CHALLENGES =>
1: In the passage on UK magazine ownership, which company is named as the current owner of IPC?
2: Continue the passage on UK magazine ownership from its last sentence.

Ownership of the UK Magazine Industry

Magazine Ownership & Control in the UK

Return to Lifestyle Magazines Hub

NUJ Slogan

the determining context for production is always the market. In seeking to maximise this market products must draw on the most widely legitimated core values while rejecting the dissenting voice or incompatible objection to a ruling truth. Golding, P and Murdock, G (1977)

Introduction

Perhaps more than other social scientists and media critics those following a Marxist methodology have been continuously concerned to highlight the fact that the press and media in general are usually owned by small numbers amongst the rich elites. Naturally these elites argue the Marxists will be encouraging both explicitly and implicity through this ownership, cultural and social practices amongst the general population which serves to distract them from the real issues of power and control which underly any society.

There have been a number of contributions within Marxist thought to developing research and analysis of the mass media of which magazines form a small part. There are many strands of Marxist thought. Amongst those which have contributed to the debate are followers of Antonio Gramsci, Louis Althusser, Theodor Adorno and the Frankfurt School, Berltolt Brecht. A useful survey of these positions is available at an Aberystwyth University site. Whilst I would wish to add to or amend certain entries such as the one on Adorno it nevertheless provides a useful overview of this area of media theory.  

Whilst the section Who Owns What provides an online tool for visitors to monitor ownership, the latter part of the posting doesn't seek to identify the precise units of magazine ownership which are  concentrated in the hands of a few companies. This will be dealt with in another posting. Rather, the concern shifts to the synoptic level of whether it matters at all if media companies continue to get larger and to control a larger market share. In doing so it raids some key elements of a debate which took place on the Open Democracy site some time ago but in a week when Reuters appears to be a target for a takeover bid, when Microsft and Yahoo are contemplating closer ties and when Rupert Murdoch's News Corporation is bidding for the Dow Jones the arguments are as pertinent now as they ever were.

Who Owns What?

Below I have borrowed the connections available online to an analysis for the International Federation of Journalists on European Media Ownership. If you go down to the table below  you will be able to link through to their  full table to identify who currently owns what in media terms.

As we have been using 'Loaded' as a case study of Lads' Mags earlier  select 'L' and then find   'Loaded'. You will quickly find that it belongs to the comapnay called IPC. Select that and another screen will come up where you will find that IPC is now owned by Time-Warner, one of the giants of the media world and indeed the business world in general. You will be able to find comments by various journalists about the working conditions they have found in the past at the various IPC magazines.

PROVIDED RECORDS =>
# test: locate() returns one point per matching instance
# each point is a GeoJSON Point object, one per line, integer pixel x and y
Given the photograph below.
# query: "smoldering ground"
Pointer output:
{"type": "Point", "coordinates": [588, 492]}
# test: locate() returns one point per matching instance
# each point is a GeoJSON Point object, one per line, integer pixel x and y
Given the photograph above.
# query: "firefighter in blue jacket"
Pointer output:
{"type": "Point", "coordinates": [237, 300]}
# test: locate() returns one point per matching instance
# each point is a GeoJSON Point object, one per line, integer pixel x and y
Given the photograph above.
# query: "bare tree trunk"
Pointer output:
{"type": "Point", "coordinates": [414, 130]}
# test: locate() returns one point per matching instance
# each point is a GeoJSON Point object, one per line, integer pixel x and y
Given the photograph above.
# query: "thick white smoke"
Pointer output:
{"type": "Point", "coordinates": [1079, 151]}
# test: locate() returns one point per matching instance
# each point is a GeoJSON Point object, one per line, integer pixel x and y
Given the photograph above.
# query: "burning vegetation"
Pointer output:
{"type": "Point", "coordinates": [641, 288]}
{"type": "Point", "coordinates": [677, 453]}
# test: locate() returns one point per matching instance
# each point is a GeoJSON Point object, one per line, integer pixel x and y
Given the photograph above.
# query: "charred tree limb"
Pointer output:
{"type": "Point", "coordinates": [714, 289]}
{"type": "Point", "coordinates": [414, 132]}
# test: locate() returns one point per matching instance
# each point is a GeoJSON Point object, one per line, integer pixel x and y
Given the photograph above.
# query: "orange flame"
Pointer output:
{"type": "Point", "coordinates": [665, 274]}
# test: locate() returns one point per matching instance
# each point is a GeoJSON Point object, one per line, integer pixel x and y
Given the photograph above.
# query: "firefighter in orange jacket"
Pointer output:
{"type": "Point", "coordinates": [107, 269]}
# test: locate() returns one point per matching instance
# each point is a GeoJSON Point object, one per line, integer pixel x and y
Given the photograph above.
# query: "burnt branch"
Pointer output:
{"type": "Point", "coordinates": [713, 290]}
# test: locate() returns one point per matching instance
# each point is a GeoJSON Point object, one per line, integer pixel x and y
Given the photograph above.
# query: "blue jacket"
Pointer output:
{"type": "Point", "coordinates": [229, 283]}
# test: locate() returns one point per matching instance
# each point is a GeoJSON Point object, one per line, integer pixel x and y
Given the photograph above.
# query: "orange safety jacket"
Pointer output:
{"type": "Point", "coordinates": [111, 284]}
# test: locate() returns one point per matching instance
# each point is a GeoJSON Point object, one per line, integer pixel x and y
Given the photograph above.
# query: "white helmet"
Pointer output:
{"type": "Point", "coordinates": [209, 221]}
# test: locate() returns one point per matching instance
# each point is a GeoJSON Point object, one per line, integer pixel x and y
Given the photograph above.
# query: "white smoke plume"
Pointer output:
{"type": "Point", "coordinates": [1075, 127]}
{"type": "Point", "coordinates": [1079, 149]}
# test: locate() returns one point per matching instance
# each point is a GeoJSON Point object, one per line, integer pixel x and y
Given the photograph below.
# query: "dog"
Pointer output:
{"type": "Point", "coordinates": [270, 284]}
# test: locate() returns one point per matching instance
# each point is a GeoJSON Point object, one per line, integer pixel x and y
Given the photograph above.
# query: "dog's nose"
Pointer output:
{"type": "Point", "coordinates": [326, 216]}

RESPONSES PER TASK =>
1: Time-Warner

2:
European Media Ownership: Threats on the Landscape

Below is an introduction to a survey of who owns what in Europe by Granville Williams for the European Federation of Journalists  This is followed by the interactive table:

This report concludes that there are major threats in Europe's media landscape. Some of the threats identified are political and private threats to public service broadcasting, power over global media in the hands of few, more and more media concentration, the threat to emerging markets in Eastern and Central Europe and regulation getting weaker as media power grows.

Media ownership, by title

Who owns your local paper or your favourite magazine? What else does that company own, and who controls it? Look it up here.

The Optician is filed under Optician, Die Zeit is filed under Zeit, and the Evening Posts should be under Nottingham, Reading, South Wales (Swansea), etc.

Click in the left-hand column to see titles in that range of the alphabet. Colours code for sectors.


Click: to see titles from...
...to:
0 - a .net UK (mags)
Bromley KM Extra UK (regional)
- b - 96.4 BRMB UK (bcast)
Oswestry - Border Counties Advertizer UK (regional)
- c - 95.8 Capital FM radio UK (bcast)
Montgomeryshire / Radnor / N Brecknock - County Times UK (regional)
- d - Dagblad de Limburger NL (regional)
Dziennik Wschodni PL (regional)
- e - E UK (mags)
Eyestyle UK (mags)
- f - (Unison) Focus UK (mags)
Fylde Extra UK (regional)
- g - Gabler Verlag DE (books)
www.google.com / .co.uk / .cn / .fr etc US (online)
- h - Hachette Collections FR (books)
Jakt NO (mags)
i - j ibau DE (books)
JydskeVestkysten DK (regional)
k - l Kabel 1 DE (bcast)
Lytham St Annes + Fylde Express UK (regional)
- m - 102.7 Mercury Surrey and Sussex UK (bcast)
myspace.com UK (online)
- n - N24 DE (bcast)
NY1 News, New York, NY US (bcast)
- o - Oadby + Wigston Mail UK (regional)
Oyen - AB - Echo CA (regional)
p - q P.M. DE (mags)
Quo PT (mags)
- r - Réseaux + Télécoms FR (mags)
Rzeczpospolita PL (news)
- s - S + W Wales Trader UK (mags)
Színes TV Müsor HR (mags)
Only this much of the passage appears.